**Supplied entries:**

:::::

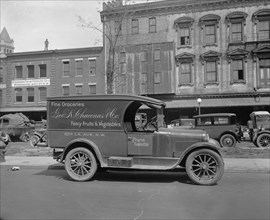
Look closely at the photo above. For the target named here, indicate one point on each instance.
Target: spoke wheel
(263, 140)
(205, 167)
(227, 140)
(34, 139)
(80, 164)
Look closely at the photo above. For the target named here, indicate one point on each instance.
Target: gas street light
(199, 100)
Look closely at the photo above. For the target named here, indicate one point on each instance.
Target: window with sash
(210, 71)
(42, 94)
(238, 70)
(135, 26)
(185, 73)
(31, 71)
(18, 95)
(19, 72)
(30, 94)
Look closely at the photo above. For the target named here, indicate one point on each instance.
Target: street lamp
(199, 100)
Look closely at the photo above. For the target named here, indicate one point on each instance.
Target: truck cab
(259, 128)
(87, 132)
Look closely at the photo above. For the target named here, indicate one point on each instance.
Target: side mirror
(250, 124)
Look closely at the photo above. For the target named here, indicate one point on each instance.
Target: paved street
(49, 194)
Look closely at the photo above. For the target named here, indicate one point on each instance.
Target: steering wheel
(151, 122)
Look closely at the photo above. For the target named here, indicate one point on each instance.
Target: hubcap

:::::

Transcribe every entry exactly, leaving out the pictures.

**Task output:**
Look closely at the photo above. For the target named here, indicate one point on each instance.
Target: spoke wheel
(263, 140)
(205, 167)
(227, 140)
(34, 139)
(80, 164)
Look closely at the photo above. For the target named here, indicate one point on each instance.
Target: gas street light
(199, 100)
Look closely at the photo above. For the target named here, indicate one point on each instance.
Target: window with sash
(210, 71)
(42, 94)
(238, 70)
(135, 26)
(185, 73)
(31, 71)
(18, 95)
(19, 72)
(30, 94)
Look closely at the photo above. For the target named here, indicate one point on each instance.
Target: street lamp
(199, 100)
Look closely at the photo above. For the target named here, indicate one point on each instance.
Target: truck cab
(259, 128)
(87, 132)
Look closely at the photo above. For the target named here, indicate one point on each instance.
Target: side mirror
(250, 124)
Look closely at the photo above. For the target named here, indicate one point on each instance.
Target: paved street
(49, 194)
Look closely at the photo above. For the target named here, indicate one point on each instance.
Target: steering wheel
(151, 122)
Look closely at the photo above. For the target named here, indicate one point on each instance.
Target: hubcap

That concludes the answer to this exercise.